§ Source document:
* start *
State Pension Credit Bill [Lords]

Public Bill Committees, 23 April 2002, 10:45 am

Photo of Mr James Clappison

Mr James Clappison (Hertsmere, Conservative)

Clause 6 brings us to the question of the assessed income period, and is the first of several clauses to do so. The system set out in clauses 6 to 10 is put forward on the basis that the income of claimants aged 65 or over is to be treated as remaining the same for a five-year period, which is the assessed income period. Increases in income do not affect entitlement, and therefore they do not have to be reported, although a claimant can apply for reassessment if his income goes down. We shall shortly come to the mechanism for doing that. Other prescribed circumstances need to be notified during the assessed income period, and they are similar to those that apply to the basic state pension.

I cannot let the clause pass without making one observation. The original consultation document stated that the Government planned

''to award the Pension Credit for a longer, fixed period, drawing on experience from tax credits.''

That consultation was issued when the working families tax credit was granted for a six-month period based on a snapshot of a claimant's income, after which the credit was fixed. Since then, the working families tax credit has been replaced—or has evolved, as the Government would have it—and its successor establishes awards that are more sensitive to changes in circumstances, and allows for wider responsibilities for claimants who report such changes. In particular, clause 6 of the Tax Credits Bill establishes that, in relation to the working tax credit, at the end of the tax year the claimant must consider

their income and whether there have been variations in it. If there have been variations of certain types, they must report that and it will have an effect on entitlement.
* end *
§ Problem set:
**a)** In the committee debate on the State Pension Credit Bill, how long is the assessed income period for claimants aged 65 or over?
**b)** Carry the State Pension Credit Bill debate forward, writing what comes after its final sentence.

§ Data entries:
* start *
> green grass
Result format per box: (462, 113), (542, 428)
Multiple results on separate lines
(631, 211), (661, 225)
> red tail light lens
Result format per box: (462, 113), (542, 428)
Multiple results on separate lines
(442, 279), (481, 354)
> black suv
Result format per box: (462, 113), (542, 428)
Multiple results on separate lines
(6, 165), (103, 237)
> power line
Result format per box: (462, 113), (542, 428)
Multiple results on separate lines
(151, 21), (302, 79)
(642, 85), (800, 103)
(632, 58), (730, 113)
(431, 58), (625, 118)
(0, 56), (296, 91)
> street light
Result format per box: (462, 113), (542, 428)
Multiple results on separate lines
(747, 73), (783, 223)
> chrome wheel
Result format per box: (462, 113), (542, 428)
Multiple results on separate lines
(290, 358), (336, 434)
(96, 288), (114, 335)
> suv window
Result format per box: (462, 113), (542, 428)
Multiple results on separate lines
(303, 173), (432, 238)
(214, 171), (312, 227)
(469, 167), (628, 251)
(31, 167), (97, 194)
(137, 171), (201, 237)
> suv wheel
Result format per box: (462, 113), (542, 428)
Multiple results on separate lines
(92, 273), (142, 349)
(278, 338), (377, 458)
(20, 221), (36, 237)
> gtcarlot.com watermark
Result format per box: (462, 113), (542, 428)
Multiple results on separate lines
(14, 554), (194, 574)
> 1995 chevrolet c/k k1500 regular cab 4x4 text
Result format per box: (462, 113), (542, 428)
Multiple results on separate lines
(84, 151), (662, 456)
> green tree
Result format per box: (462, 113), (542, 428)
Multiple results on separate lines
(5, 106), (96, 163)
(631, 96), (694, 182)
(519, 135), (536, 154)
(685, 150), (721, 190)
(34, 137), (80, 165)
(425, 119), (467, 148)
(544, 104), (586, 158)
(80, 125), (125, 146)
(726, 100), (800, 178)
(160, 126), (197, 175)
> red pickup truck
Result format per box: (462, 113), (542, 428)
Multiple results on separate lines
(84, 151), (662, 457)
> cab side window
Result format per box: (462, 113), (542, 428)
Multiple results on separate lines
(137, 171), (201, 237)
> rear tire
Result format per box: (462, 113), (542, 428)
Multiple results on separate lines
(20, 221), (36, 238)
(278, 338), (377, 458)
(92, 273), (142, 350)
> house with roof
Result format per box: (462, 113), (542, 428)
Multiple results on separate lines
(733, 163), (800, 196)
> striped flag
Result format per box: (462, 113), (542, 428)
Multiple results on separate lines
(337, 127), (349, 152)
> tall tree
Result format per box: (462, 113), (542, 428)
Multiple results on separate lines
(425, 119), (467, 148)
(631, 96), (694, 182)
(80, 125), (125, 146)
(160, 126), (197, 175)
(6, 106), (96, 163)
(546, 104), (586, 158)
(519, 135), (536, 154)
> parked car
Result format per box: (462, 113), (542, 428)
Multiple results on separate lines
* end *
§ Set of answers:
**a)** Five years.

**b)**
The working families tax credit has evolved into the working tax credit, which is more sensitive to changes in circumstances than its predecessor, which gave credit for a fixed six-month period. One wonders what experience of other tax credits has been drawn on to design the pension credit. A lesson that could usefully be learnt from the working families tax credit is the way in which it has constantly changed. It would be a good idea if the Government could resist the temptation to make change after change to the design of tax credits. The more change there is, the more complexity enters the system. Many would say that the system is already complex enough.